→ **Lernziele**:
1. Zitieren Sie wörtlich eine Stelle aus dem Forenthread zur OP-Spannungsversorgung. Beginnen Sie bei den Worten "Wenn du dass" und hören Sie nach "und unten 0." auf.
2. Fassen Sie im Forenthread zur OP-Spannungsversorgung den Absatz, der mit „Der Ausgang des OPs liefert“ beginnt, als knappe Stichpunktliste zusammen und behalten Sie dabei seine wesentlichen Angaben bei.

→ **Auszug**:

□ □ □ □

# OP Spannungsversorgung



## Van_Eck (24 Februar 2009)

Hallo Leute,
steh vor einem kleinen Problem, bei dem Ihr mir vielleicht weiterhelfen könnt. Und zwar benötige ich für einen OP eine Spannungsversorgung von +12V/-12V, ich hab aber nur ein ganz normales Netzgerät. Weil wenn ich 24V und 0V an den OP anlege passiert irgendwie gar nichts. Vielleicht hat mir ja jemand nen guten Einfall, der mir mit meinem Problem weiterhilft.
Vielen Dank schon mal.
Gruß Robby


----------



## eYe (24 Februar 2009)

> Hallo
> 
> eine andere Möglichkeit, eine +- Versorgung aus einer Spannung zu
> gewinnen ist:
> ...


Quelle: http://www.mikrocontroller.net/topic/15410


----------



## Van_Eck (24 Februar 2009)

Könntest mir des vielleicht noch a bissl genauer erklären??? Ich raff des no net so ganz wie des funktionieren soll!!! Vielen Dank schon mal für die Idee ;-)


----------



## eYe (24 Februar 2009)

Der Ausgang des OPs liefert die die neue (virtuelle) Masse, somit hast du mit dieser gegen die alten 0V eine Potentialdifferenz von -12V und gegen die alten 24V eine Potentialdifferenz von +12V.
Beachtet werden muss nur, dass die Leistung recht begrenzt ist...


----------



## Jumper (24 Februar 2009)

Van_Eck schrieb:


> Hallo Leute,
> Weil wenn ich 24V und 0V an den OP anlege passiert irgendwie gar nichts. !
> Gruß Robby



Wenn du dass gemacht hast ist dein Op "futsch"

Bei der dargestellten Schalltung hast du in deinem Fall  12 V am mittleren Anchluss liegen! Oben 24 und unten 0.
Sommit hast du von 24 nach 12 --> +12 V und von 0 nach 12---> -12 V

Daran kannst du deinen Op nun anschließen!
Allerdings ist der Srom
den du ziehen kannst sehr begrenzt und der OP neigt eventuell zum schwingen!


----------

□ □ □ □

→ **Vorliegendes Material**:

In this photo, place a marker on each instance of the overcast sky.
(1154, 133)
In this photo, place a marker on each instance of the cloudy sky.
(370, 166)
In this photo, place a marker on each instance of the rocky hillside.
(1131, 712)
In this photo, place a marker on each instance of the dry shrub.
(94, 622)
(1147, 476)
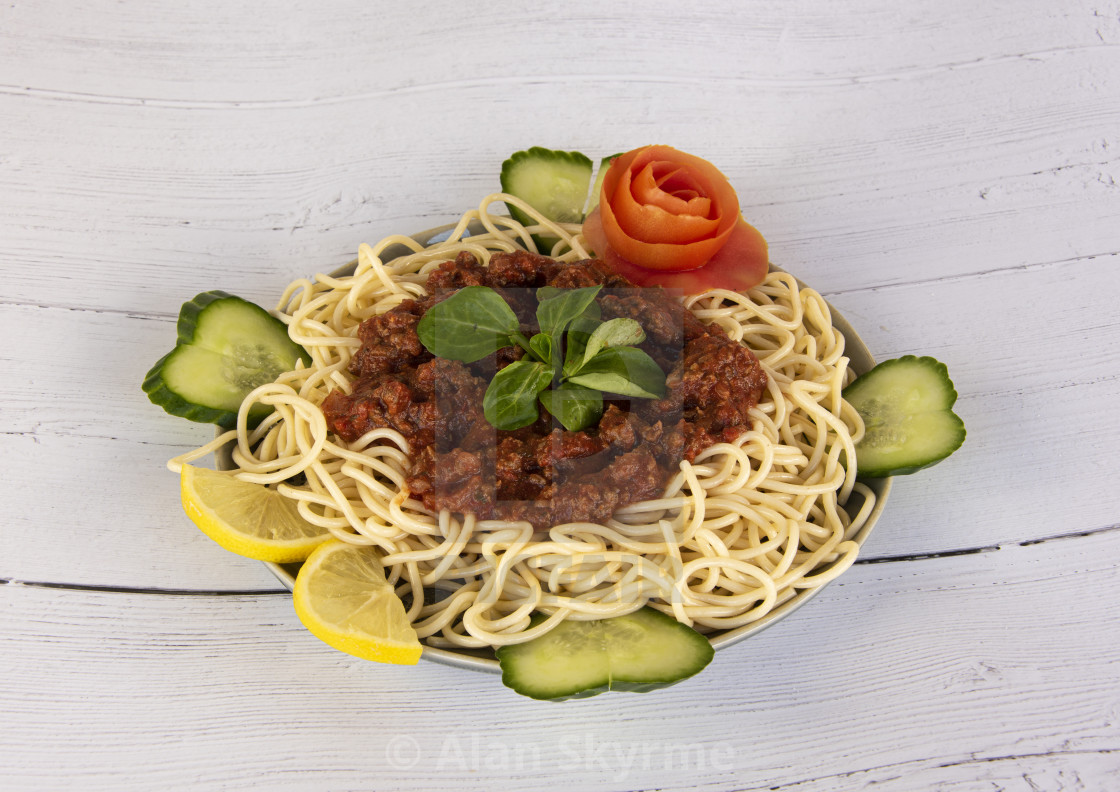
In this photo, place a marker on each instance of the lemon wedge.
(343, 598)
(248, 519)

□ □ □ □

→ **Lösungen**:
1.
Wenn du dass gemacht hast ist dein Op "futsch"

Bei der dargestellten Schalltung hast du in deinem Fall  12 V am mittleren Anchluss liegen! Oben 24 und unten 0.

2.
- Der Ausgang des OPs liefert die neue (virtuelle) Masse.
- Gegenüber den alten 0 V ergibt sich eine Potentialdifferenz von -12 V.
- Gegenüber den alten 24 V ergibt sich eine Potentialdifferenz von +12 V.
- Die Leistung ist recht begrenzt.